***** EXERCISE INPUT

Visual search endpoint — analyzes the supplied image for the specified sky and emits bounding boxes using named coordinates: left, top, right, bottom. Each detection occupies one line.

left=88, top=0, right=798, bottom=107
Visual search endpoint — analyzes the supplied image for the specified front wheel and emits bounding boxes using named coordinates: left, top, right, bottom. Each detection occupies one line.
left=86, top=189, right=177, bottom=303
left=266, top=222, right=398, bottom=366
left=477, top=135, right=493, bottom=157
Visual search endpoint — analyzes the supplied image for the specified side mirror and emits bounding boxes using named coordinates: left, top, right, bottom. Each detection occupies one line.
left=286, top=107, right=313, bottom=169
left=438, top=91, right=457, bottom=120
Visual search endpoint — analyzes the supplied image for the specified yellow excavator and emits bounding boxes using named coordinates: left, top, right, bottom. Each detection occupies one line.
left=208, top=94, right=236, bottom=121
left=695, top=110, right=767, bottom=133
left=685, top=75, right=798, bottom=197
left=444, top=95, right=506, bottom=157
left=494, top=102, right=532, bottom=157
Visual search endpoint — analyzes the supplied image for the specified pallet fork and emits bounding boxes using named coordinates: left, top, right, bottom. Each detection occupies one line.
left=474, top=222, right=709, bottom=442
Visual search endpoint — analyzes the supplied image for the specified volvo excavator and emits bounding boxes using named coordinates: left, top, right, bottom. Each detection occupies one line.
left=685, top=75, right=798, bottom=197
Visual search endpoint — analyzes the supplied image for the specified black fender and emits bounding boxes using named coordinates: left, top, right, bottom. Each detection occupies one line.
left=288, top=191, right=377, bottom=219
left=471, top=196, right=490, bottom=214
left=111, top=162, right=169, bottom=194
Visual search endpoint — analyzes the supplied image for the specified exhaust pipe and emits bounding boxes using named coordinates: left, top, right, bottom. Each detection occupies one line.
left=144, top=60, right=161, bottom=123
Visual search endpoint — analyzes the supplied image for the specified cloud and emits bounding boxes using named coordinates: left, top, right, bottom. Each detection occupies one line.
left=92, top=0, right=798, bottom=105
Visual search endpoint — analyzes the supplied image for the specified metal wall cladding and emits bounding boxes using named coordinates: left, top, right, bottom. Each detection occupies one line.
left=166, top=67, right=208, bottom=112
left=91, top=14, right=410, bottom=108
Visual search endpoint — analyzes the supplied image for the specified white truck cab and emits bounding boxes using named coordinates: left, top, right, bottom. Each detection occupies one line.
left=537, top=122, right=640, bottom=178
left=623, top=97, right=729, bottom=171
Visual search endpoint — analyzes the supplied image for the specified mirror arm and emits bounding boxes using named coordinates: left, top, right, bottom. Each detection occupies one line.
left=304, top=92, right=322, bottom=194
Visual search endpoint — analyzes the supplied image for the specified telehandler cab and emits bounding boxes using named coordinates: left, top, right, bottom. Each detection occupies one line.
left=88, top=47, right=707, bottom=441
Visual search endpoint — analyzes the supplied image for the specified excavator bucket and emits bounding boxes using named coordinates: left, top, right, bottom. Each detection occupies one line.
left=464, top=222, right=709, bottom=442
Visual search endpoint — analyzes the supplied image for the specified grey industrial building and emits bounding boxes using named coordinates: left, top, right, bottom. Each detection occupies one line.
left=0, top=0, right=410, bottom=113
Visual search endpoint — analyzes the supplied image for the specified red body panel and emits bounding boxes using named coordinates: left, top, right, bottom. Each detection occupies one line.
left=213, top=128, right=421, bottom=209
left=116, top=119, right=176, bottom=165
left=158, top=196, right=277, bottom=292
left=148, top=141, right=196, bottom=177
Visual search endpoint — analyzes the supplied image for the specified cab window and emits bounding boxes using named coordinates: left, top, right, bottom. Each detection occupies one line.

**********

#### [EXERCISE]
Copy the listing from the line with "the specified red" up to and including its final line, replacing "endpoint" with "service" and keeping everything else the same.

#### [OUTPUT OF THE TASK]
Visual search service — analyzes the supplied image for the specified red body panel and emits bounding boxes using named coordinates: left, top, right, bottom. Each detection occupies one line.
left=213, top=128, right=421, bottom=209
left=116, top=119, right=176, bottom=165
left=158, top=196, right=277, bottom=292
left=148, top=141, right=196, bottom=177
Visual search service — analyzes the supplied image for the specified cab window and emits bounding boxes using named coordinates: left, top, right, bottom. Each detection occupies one line.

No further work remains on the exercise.